● **PAGE EXTRACT**
......

Albert Sam trying to help improve 'an already exceptional school'

Albert Sam

From his days on the football field at Brother Martin High School in New Orleans to his success as a prominent vascular surgeon, Albert Sam MD (PHTM *10) was always at the head of the pack, but it was his time at Tulane that made him a leader.

Sam’s career in medicine came about in a roundabout way. A talented young athlete, he was hopeful his future was in the football. “Well, God had a different plan because I stopped growing,” he recalls.

Eminently practical even at such a young age, he assessed his chances and hit the books hard. He went on to Morehouse College, accepting a place in a summer program for premedical and engineering students before his freshman year. It was there he discovered that the competitive spirit that drove him on the gridiron transferred to the classroom. Sam thrived and went on to Duke University for his medical degree, embarking on the path to become a surgeon.

“Surgery for me was just a natural fit because coming from athletics I had the whole mentality about how it takes a team to be successful, and that’s so true with surgery,” says Sam.

He followed up his time at Duke with a general surgery residency at the University of Illinois and a vascular surgery residency at Northwestern University before joining a practice in Baton Rouge. A gifted surgeon with a curious mind, Sam was increasingly drawn to understanding the business side of running a practice.

For Sam, understanding the business of medicine elevates the ability to practice medicine by removing obstacles. “[Early on] you don’t really spend a lot of time thinking about the business side of the practice and all of the things that go into successfully having that in place so that you can practice medicine and practice surgery without other things getting in the way,” he says.

That blend of the intellectually curious and the eminently practical brought him to Tulane University School of Public Health and Tropical Medicine (SPHTM) where he enrolled in the Master of Medical Management (MMM) program. It was a gamechanger in every sense of the word — and sparked a lifelong connection with SPHTM.

“Whoever embarks upon [the MMM program], it fundamentally changes who you are. Before you go, for the most part, you’re strictly a clinician. You have a lot of responsibility for leadership, but you really don’t know how to lead.

“One of the things that the Tulane MMM did is it made the study of leadership like any other subject you’d study in school, and it broke it down into components,” says Sam.

Sam used his practice in Baton Rouge as a case study, eagerly uncovering methods for innovation and efficiency. But he also uncovered his partners’ reluctance to change.

The next step: Tulane of course. Sam became the chief of vascular surgery at Tulane University School of Medicine. It was a wonderful period of growth for Sam and for Tulane as he embodied the leadership skills that he had learned at SPHTM.

“It really exponentially grew my abilities to handle leadership responsibilities on a much higher level than previously — none of which could have even embarked upon without the MMM,” Sam recalls.

Since then, Sam has shared his talents across the country, working as the director of medical services at Middlesex Health and as an attending vascular surgeon at The Vascular Experts, both in Connecticut. In 2020 Sam joined Inova Health System in Falls Church, Virginia. As a vascular surgeon, he is also responsible for expanding Inova’s vascular surgical presence in the Washington DC-adjacent area and expanding office-based interventions system wide.

But he has never forgotten the life-changing experience that SPHTM offered and the committed professors he worked alongside. He is a member of the Public Health Dean’s Council and is excited about “trying to help navigate a strategy moving forward to help improve an already exceptional school.”

As the school reinvigorates the MMM program, Sam is excited to share his insights. “I can understand exactly the value it brings in real time because I’ve lived it. I can be an advocate for the MMM program and let [Dean LaVeist] know the pros, the cons — everything.”

Sam matches his commitment of service with his philanthropy, supporting the Dean’s Excellence Fund at SPHTM as well. He chose the fund in order to give Dean Thomas LaVeist maximum flexibility to pursue priorities. “You want to give the leaders of institutions the flexibility to put funds where they’re needed the most, because one need that is here today may be subservient to another need that’s due tomorrow.”

Of the MMM program, Sam concludes, “The beauty of the MMM program is that most importantly we have to lead as clinicians. What we have to be in tune with is that at the end of the day medicine is about people, and it is about the business of people when people are at their most vulnerable.”

......

● **RECORDS**

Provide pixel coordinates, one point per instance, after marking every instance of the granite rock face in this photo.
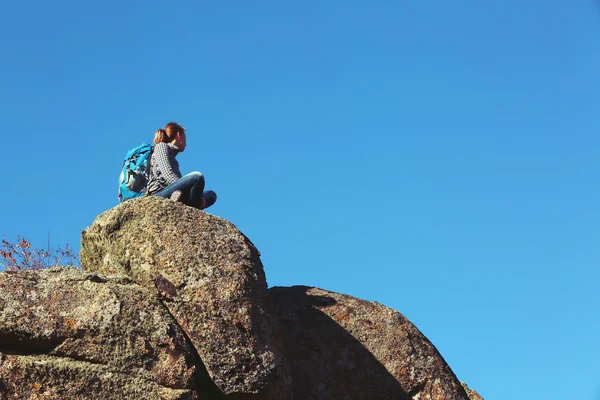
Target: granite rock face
(211, 279)
(61, 330)
(341, 347)
(172, 303)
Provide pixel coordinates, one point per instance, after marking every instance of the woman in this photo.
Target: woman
(166, 180)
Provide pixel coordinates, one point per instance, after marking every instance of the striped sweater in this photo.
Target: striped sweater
(164, 168)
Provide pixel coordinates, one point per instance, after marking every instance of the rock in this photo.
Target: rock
(340, 347)
(473, 395)
(66, 334)
(211, 279)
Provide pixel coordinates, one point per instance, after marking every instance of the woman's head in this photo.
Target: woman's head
(172, 133)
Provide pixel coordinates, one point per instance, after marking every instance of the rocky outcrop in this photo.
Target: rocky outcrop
(173, 304)
(473, 395)
(209, 276)
(341, 347)
(62, 330)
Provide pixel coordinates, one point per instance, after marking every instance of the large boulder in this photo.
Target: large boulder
(211, 279)
(65, 334)
(340, 348)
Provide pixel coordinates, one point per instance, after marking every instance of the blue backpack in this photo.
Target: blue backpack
(135, 172)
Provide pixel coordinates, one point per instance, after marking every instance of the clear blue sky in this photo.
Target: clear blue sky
(438, 157)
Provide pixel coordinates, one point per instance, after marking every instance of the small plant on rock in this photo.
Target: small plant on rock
(20, 256)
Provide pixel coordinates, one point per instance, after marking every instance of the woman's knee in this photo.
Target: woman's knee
(195, 177)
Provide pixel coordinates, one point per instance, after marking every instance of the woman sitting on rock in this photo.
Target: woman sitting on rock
(165, 179)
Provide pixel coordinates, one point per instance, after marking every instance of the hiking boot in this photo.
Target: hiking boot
(176, 195)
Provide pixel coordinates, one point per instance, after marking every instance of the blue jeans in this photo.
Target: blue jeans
(192, 189)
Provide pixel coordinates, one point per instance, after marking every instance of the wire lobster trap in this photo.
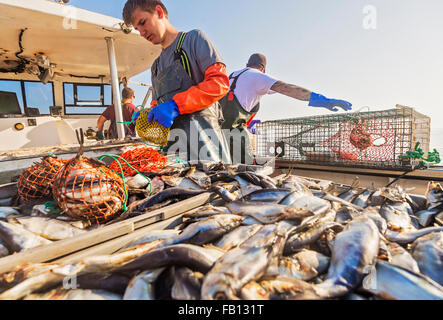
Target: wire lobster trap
(374, 139)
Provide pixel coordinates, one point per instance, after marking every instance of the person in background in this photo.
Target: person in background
(188, 79)
(241, 104)
(128, 110)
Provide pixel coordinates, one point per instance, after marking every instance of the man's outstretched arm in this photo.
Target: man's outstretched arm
(315, 99)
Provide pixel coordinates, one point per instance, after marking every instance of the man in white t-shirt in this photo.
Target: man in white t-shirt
(241, 104)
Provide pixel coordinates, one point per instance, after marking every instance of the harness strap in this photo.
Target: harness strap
(181, 54)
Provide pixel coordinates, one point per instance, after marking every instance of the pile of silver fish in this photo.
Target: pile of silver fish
(260, 238)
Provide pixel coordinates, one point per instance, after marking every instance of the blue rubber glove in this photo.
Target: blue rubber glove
(135, 117)
(251, 126)
(164, 113)
(317, 100)
(100, 135)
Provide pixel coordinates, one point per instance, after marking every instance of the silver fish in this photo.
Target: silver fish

......

● **PROBLEMS TO WORK ON**
(a) In the profile of Albert Sam, which program did he enroll in at Tulane's School of Public Health and Tropical Medicine?
(b) Sum up the profile of Albert Sam in three sentences.
These rows have nothing to do with the profile of Albert Sam.

● **SOLVED PROBLEMS**
(a) The Master of Medical Management (MMM) program.

(b) Albert Sam hoped for a future in football, but he stopped growing, so he turned to his studies and went on to become a vascular surgeon. Drawn to the business side of running a practice, he enrolled in Tulane's Master of Medical Management program, which he says taught him how to lead and prepared him to become chief of vascular surgery at Tulane's School of Medicine. He now works at Inova Health System and stays connected to the school as a member of the Public Health Dean's Council and as a supporter of the Dean's Excellence Fund.